● EXERCISE DESCRIPTION
Rewrite the lines below as a numbered list, starting with the line that contains "Q: For the photo above, point to the tree bark, giving" and going on through the last line. Leave out any blank lines.

>> BEGIN AVAILABLE DATA

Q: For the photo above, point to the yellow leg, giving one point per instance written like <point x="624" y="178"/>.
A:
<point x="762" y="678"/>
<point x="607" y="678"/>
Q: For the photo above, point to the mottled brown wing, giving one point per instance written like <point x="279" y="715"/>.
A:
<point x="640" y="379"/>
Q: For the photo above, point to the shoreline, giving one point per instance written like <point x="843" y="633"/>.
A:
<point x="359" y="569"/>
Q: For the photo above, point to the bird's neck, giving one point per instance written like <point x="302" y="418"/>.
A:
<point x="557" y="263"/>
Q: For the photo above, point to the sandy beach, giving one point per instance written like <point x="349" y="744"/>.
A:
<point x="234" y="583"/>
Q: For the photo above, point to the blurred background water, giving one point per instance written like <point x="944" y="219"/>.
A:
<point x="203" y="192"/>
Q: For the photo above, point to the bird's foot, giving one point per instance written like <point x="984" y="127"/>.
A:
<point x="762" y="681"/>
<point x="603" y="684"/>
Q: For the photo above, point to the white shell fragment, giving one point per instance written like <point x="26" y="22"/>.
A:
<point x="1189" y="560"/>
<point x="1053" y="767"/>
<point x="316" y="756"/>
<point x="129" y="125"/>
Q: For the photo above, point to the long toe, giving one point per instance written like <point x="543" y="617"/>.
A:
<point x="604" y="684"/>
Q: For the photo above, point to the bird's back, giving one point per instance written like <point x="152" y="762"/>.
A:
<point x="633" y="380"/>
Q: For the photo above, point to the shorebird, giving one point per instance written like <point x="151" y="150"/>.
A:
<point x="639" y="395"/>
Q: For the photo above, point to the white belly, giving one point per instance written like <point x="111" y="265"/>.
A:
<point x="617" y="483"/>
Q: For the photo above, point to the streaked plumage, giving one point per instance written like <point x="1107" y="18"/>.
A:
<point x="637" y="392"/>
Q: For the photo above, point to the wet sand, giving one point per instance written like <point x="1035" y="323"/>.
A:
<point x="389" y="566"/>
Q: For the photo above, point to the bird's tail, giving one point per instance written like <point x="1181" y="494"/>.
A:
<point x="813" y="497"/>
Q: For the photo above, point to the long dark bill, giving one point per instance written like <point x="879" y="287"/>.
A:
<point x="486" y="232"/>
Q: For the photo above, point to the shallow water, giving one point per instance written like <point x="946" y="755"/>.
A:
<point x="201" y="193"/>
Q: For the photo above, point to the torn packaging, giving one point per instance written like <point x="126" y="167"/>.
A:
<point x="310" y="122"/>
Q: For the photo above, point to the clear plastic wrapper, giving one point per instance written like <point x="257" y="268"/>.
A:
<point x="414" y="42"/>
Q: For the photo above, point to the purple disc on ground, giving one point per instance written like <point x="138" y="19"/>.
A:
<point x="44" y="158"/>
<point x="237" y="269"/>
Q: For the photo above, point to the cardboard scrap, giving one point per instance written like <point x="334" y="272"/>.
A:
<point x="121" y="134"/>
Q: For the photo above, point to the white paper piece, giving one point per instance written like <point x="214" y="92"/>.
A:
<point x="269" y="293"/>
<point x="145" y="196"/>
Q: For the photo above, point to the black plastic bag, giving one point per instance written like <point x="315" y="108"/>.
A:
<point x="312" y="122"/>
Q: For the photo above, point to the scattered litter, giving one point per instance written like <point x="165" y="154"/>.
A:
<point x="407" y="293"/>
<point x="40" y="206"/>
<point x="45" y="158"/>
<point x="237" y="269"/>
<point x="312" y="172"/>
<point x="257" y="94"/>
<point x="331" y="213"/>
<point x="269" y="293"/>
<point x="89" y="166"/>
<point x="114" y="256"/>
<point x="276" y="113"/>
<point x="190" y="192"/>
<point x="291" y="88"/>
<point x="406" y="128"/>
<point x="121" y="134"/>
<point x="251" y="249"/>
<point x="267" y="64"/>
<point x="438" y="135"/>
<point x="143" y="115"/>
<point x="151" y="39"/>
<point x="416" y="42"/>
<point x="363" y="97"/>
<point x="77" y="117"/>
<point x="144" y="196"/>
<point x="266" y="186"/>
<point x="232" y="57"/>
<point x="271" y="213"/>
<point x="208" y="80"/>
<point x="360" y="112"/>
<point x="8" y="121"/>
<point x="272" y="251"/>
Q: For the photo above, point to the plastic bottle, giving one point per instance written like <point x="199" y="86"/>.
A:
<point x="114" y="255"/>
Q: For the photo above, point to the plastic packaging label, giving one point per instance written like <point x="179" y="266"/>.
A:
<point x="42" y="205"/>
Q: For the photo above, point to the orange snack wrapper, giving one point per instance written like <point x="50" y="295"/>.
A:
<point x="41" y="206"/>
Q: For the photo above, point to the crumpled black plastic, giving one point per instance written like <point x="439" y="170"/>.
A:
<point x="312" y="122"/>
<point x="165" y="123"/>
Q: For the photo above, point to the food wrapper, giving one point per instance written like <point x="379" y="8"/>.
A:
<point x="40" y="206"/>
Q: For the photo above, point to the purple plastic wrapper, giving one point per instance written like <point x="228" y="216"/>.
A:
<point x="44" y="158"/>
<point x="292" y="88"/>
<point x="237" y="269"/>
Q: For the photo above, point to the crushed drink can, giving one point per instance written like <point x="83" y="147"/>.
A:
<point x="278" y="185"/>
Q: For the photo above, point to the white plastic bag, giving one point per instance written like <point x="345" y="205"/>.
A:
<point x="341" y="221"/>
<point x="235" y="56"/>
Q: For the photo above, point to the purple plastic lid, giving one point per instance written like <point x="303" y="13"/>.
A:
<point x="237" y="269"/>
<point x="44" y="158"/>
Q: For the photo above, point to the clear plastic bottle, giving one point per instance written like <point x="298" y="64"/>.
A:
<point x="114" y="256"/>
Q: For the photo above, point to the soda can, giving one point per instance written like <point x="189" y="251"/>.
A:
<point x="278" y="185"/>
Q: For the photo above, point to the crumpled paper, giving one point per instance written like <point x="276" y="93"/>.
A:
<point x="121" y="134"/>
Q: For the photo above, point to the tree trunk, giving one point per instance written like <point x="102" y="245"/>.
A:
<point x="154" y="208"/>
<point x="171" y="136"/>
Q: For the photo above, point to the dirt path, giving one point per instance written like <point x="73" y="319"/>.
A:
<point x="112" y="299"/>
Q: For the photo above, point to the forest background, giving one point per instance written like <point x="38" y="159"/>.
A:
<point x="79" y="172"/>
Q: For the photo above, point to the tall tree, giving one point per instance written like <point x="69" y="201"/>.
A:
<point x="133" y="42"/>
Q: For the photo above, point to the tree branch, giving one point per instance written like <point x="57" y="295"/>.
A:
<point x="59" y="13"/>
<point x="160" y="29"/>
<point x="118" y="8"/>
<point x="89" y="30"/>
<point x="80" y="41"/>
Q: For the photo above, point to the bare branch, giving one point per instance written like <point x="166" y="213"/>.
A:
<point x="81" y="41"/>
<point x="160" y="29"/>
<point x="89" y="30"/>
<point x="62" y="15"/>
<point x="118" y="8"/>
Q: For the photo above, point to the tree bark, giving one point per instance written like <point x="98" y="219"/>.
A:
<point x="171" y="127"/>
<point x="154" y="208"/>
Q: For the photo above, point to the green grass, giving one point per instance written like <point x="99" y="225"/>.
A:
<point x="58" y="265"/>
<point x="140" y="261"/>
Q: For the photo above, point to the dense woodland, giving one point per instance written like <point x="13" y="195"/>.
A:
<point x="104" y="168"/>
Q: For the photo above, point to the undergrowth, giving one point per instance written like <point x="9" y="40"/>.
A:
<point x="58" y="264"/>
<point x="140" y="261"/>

>> END AVAILABLE DATA

● SOLUTION
1. Q: For the photo above, point to the tree bark, giving one point per instance written like <point x="98" y="219"/>.
2. A:
3. <point x="171" y="127"/>
4. <point x="154" y="208"/>
5. Q: For the photo above, point to the green grass, giving one point per instance written like <point x="99" y="225"/>.
6. A:
7. <point x="58" y="265"/>
8. <point x="140" y="261"/>
9. Q: For the photo above, point to the dense woodland, giving one point per instance written like <point x="13" y="195"/>.
10. A:
11. <point x="104" y="168"/>
12. Q: For the photo above, point to the undergrowth, giving one point per instance written like <point x="9" y="40"/>.
13. A:
14. <point x="58" y="264"/>
15. <point x="140" y="261"/>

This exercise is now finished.